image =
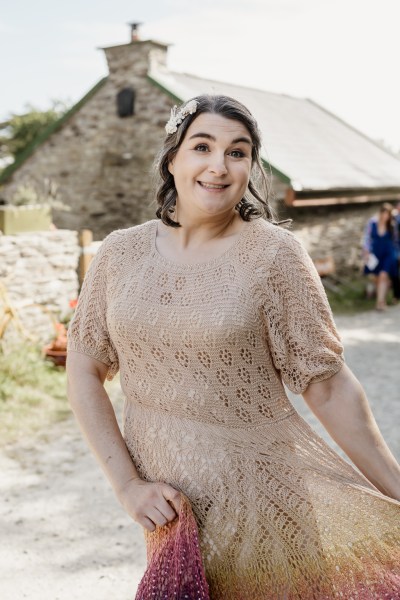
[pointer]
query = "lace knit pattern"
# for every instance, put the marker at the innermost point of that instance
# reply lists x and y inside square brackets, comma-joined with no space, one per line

══════════

■ WHAT YOU HAVE TO DO:
Copy the items above with "marker" swapped for "dot" wherever it occurs and every other word left as it is. Leave the pictures out of your copy.

■ REPLY:
image =
[pointer]
query = "lace knit pattern"
# for every instance, put the dot at the innermost point of that instance
# reply lists x and y inside square brackets, comma-joined with no space, one per line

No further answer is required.